→ RECORDS TO USE:
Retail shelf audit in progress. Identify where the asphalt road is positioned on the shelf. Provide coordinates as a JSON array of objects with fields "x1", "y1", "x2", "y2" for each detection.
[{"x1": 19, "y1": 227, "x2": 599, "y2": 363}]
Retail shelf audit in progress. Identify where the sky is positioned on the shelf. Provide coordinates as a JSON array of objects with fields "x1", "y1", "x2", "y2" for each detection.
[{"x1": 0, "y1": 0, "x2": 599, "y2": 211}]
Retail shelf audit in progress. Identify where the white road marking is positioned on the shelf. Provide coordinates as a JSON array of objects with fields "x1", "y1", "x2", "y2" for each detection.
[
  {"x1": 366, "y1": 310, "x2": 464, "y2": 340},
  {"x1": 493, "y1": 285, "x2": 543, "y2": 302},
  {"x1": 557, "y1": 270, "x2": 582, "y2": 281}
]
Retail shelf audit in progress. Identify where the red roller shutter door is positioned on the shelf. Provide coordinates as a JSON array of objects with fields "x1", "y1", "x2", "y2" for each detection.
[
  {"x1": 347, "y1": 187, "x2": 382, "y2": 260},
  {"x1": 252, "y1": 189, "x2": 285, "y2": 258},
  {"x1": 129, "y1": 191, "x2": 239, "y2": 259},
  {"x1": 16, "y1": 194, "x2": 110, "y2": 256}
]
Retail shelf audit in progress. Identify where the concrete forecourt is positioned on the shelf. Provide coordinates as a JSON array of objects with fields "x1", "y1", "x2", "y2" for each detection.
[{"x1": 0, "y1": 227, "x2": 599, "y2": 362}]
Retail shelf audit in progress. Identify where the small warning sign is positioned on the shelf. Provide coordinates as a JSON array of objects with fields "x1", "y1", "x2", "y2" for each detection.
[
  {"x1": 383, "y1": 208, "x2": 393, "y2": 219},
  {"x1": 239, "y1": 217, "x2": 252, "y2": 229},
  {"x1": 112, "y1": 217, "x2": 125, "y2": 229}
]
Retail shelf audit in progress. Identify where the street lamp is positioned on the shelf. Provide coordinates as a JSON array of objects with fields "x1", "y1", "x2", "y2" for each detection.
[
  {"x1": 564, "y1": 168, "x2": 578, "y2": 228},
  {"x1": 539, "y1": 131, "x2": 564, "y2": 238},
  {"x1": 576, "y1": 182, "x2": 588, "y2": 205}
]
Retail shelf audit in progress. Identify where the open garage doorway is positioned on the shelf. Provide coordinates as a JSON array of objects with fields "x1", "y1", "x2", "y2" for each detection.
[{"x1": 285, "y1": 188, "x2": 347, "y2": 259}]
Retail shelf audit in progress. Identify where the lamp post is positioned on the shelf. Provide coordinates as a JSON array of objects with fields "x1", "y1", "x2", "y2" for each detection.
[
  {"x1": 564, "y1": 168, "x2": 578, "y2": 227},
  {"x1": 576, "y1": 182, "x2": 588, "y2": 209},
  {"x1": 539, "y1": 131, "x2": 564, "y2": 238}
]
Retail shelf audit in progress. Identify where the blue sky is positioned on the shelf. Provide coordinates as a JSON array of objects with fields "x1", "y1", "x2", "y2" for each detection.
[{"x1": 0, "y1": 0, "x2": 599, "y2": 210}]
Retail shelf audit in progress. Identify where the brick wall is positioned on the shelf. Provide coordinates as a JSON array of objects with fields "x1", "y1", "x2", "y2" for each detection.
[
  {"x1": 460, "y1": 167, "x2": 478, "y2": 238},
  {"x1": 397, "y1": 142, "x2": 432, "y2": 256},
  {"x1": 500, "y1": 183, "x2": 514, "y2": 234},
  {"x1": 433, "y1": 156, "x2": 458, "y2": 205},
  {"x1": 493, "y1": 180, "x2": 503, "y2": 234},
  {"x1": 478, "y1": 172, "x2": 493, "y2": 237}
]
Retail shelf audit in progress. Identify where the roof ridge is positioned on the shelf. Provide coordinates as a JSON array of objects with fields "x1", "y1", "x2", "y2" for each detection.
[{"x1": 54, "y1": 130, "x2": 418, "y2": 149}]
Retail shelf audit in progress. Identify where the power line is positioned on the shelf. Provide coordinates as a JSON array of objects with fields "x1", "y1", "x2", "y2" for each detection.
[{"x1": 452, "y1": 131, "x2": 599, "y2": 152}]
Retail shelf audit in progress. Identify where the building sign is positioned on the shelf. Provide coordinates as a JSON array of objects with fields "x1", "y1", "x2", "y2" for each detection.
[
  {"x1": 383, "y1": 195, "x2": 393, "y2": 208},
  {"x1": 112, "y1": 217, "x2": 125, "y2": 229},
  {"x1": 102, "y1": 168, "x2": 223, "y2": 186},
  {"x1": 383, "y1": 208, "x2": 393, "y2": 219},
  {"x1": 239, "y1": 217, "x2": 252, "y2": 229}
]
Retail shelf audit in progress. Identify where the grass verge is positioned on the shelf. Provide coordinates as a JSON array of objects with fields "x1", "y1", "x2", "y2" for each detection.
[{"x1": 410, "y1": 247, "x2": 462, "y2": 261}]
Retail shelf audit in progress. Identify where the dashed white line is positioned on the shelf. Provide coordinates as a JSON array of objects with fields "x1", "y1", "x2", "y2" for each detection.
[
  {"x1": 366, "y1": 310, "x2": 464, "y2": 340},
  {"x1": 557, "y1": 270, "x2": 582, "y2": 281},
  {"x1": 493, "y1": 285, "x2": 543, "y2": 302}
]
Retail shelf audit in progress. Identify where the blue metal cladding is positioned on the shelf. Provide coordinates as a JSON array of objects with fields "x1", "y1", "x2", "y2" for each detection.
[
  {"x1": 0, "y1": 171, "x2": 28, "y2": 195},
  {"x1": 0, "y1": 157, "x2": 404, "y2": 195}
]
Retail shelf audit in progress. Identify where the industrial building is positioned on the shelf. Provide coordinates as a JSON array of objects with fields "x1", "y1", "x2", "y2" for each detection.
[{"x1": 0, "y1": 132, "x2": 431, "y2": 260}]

→ TASK DETAILS:
Return each line above that contains the word "road", copying every such line in full.

→ THE SOLUTION:
Retail shelf audit in progress. Identify where the asphalt road is positioned on the shelf. Provide coordinates as a JSON array of objects with fields "x1", "y1", "x2", "y2" for each detection.
Retail shelf audit in progress. Identify where the white road marking is positioned on the shelf. Provide coordinates as a JSON array of objects with fields "x1", "y1", "x2", "y2" for each detection.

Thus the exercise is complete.